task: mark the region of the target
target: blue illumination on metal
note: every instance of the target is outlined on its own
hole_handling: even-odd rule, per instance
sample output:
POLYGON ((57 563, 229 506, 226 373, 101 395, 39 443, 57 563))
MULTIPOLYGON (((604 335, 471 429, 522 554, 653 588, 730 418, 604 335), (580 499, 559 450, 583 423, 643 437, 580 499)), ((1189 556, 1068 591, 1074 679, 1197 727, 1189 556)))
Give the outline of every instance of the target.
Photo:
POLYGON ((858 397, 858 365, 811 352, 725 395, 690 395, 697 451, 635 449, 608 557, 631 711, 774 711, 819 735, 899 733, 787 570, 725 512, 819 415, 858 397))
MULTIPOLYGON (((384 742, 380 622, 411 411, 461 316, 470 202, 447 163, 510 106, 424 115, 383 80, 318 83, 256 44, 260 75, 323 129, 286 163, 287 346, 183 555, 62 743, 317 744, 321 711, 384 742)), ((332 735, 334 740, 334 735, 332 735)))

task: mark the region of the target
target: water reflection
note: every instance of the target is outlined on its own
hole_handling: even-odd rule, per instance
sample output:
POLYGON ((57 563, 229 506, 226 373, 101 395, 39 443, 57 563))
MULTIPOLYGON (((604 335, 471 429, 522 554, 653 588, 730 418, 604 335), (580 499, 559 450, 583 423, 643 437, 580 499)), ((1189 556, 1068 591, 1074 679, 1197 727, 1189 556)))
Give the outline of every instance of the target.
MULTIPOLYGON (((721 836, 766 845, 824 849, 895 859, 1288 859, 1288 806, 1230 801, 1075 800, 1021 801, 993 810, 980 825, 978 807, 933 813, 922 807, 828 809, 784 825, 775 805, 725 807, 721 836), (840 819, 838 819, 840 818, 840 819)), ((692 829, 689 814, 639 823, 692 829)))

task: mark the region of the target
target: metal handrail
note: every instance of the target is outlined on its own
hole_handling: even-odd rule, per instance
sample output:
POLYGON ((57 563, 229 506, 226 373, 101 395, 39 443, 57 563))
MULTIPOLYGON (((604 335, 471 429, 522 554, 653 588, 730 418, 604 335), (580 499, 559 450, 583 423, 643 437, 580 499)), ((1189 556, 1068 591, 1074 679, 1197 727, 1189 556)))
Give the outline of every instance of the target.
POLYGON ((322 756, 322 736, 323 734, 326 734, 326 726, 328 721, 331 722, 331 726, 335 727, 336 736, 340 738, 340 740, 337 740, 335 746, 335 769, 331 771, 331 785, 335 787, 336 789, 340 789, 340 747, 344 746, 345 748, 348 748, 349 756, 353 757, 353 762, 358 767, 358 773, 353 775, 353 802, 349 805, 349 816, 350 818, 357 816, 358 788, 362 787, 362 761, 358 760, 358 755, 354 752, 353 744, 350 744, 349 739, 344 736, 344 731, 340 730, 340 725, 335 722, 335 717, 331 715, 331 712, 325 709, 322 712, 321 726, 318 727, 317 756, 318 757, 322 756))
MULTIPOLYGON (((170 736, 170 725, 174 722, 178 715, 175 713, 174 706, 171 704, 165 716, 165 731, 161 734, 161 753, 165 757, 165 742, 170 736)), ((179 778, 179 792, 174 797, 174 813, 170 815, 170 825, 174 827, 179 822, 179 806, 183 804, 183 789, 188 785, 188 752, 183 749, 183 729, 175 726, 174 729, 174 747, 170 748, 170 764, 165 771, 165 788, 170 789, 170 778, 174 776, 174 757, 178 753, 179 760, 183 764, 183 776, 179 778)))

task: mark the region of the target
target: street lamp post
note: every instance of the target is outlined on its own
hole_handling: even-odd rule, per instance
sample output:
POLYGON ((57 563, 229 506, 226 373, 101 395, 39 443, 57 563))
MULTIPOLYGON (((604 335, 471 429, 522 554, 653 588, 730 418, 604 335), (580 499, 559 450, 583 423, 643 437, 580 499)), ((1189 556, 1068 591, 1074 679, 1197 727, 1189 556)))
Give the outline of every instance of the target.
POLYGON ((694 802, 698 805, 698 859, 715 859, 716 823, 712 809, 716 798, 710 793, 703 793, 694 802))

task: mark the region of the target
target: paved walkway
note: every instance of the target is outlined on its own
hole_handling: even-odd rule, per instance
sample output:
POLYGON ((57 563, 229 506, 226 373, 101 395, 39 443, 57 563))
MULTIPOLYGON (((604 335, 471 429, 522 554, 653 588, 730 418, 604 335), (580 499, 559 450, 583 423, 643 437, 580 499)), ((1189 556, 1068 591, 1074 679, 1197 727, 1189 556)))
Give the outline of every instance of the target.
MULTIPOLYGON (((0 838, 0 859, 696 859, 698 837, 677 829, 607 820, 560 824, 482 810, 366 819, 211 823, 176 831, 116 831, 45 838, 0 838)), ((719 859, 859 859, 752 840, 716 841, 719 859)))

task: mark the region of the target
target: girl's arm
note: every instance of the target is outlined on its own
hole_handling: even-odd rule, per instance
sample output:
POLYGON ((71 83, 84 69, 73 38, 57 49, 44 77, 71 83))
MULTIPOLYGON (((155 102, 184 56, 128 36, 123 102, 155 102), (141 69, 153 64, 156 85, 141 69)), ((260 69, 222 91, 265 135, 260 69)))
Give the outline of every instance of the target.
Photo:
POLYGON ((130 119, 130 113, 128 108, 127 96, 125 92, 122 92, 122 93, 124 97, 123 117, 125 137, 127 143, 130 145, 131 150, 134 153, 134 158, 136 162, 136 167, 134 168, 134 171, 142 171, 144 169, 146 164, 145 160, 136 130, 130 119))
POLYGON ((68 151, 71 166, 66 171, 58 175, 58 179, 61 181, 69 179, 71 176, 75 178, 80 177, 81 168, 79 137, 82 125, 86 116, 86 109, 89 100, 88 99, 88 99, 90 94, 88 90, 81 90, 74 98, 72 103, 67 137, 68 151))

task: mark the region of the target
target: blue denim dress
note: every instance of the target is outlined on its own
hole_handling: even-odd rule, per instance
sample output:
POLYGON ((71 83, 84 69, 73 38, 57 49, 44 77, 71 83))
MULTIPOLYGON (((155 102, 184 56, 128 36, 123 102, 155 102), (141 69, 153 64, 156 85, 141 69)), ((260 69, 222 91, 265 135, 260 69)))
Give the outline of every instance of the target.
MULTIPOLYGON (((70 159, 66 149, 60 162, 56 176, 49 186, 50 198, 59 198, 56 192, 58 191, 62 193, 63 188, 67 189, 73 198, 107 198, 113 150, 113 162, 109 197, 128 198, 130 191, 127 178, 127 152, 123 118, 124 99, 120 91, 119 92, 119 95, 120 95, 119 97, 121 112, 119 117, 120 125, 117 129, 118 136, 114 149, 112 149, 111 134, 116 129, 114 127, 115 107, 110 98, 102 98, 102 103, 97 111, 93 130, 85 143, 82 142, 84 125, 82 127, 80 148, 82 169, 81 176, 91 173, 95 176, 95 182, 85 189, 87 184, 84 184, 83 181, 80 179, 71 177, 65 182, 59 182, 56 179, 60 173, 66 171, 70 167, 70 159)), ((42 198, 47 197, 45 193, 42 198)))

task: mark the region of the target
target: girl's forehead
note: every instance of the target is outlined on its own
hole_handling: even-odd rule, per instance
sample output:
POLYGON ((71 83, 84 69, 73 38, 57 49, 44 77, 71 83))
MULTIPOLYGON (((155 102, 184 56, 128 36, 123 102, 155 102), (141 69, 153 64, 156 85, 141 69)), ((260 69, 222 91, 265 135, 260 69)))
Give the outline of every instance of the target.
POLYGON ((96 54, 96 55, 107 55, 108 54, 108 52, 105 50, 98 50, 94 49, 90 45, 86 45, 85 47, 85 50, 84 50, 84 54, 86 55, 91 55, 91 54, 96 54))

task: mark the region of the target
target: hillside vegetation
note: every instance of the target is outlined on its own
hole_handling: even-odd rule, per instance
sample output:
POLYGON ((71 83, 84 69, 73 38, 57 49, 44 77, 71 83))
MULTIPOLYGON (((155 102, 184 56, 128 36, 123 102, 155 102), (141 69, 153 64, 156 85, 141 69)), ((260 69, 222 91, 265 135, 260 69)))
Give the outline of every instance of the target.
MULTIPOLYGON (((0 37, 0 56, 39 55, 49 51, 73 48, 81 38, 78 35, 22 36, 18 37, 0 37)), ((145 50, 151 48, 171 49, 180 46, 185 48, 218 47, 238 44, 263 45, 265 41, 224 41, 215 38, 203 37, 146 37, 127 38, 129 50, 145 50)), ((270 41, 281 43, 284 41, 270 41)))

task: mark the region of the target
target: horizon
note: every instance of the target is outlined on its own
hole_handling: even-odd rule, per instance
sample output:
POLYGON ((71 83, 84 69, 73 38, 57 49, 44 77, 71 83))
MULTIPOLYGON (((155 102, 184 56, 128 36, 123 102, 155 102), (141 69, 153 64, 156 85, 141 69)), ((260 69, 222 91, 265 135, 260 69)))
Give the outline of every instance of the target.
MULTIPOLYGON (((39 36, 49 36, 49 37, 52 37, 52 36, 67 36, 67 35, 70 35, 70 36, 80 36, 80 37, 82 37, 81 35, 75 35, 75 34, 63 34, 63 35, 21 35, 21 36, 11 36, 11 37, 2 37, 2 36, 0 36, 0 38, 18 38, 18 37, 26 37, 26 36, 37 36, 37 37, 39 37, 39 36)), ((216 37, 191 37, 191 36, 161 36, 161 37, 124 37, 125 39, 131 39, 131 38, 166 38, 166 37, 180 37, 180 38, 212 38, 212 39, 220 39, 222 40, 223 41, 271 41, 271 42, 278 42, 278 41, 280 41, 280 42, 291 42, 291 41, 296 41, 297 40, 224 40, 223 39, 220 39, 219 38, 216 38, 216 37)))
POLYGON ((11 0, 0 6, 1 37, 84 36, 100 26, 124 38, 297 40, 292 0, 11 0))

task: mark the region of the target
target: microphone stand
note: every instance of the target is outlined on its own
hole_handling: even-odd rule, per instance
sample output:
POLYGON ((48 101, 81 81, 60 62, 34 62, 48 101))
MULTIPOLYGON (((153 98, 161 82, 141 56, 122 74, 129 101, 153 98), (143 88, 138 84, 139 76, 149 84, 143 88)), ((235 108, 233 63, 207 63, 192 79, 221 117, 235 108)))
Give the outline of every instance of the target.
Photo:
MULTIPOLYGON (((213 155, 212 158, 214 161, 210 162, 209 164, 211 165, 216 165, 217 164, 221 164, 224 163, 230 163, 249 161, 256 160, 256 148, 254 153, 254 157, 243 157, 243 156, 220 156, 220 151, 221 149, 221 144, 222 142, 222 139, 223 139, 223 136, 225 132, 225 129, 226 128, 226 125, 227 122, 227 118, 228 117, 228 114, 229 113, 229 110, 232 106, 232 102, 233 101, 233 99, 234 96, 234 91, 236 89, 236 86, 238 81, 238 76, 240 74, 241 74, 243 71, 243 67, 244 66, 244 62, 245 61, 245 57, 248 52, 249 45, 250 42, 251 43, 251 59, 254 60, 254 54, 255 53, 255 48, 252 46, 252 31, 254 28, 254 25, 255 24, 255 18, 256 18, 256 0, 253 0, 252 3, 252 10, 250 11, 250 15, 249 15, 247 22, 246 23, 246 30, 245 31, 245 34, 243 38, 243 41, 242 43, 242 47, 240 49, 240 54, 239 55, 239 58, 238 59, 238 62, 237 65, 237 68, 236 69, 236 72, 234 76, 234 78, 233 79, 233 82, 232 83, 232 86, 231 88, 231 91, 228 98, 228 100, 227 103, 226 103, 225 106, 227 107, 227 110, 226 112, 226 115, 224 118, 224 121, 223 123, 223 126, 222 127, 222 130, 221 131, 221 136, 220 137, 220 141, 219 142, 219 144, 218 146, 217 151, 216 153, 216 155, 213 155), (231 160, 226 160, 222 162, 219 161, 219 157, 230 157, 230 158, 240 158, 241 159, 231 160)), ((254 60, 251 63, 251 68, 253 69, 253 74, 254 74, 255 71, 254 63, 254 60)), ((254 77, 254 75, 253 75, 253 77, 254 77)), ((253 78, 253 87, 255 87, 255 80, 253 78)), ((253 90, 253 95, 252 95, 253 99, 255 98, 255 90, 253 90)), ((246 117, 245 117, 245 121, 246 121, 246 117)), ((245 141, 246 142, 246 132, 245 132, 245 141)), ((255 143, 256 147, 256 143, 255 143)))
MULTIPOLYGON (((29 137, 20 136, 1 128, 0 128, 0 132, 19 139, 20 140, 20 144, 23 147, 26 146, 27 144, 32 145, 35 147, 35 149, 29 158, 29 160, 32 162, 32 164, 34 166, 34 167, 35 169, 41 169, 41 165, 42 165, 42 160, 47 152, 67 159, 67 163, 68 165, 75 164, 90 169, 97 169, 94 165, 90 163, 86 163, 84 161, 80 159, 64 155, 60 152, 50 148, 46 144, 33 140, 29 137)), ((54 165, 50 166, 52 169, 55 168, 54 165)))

━━━━

WHAT YOU SHOULD DO | Reproduce the listing unchanged, from its first line down through the line that contains "MULTIPOLYGON (((384 742, 380".

EXERCISE ANSWER |
task: mark the region of the target
target: blue illumination on metal
note: every instance of the target is outlined on its own
hole_handling: even-odd rule, per instance
sample output:
POLYGON ((57 563, 229 506, 226 373, 101 395, 39 443, 57 563))
MULTIPOLYGON (((604 335, 471 429, 522 554, 653 588, 730 418, 604 335), (580 499, 559 450, 583 423, 643 437, 580 499)), ((1189 556, 1068 591, 1074 679, 1197 727, 1189 556)))
Give the outline of every instance of the target.
Photo:
POLYGON ((858 397, 858 365, 811 352, 725 395, 690 395, 697 451, 635 449, 608 557, 631 711, 774 711, 819 735, 899 733, 787 570, 725 512, 819 415, 858 397))
MULTIPOLYGON (((384 742, 380 622, 411 411, 461 316, 470 202, 447 163, 510 106, 424 115, 383 80, 318 83, 256 44, 260 75, 323 129, 286 163, 287 346, 183 555, 62 743, 317 744, 321 711, 384 742)), ((332 735, 334 740, 334 735, 332 735)))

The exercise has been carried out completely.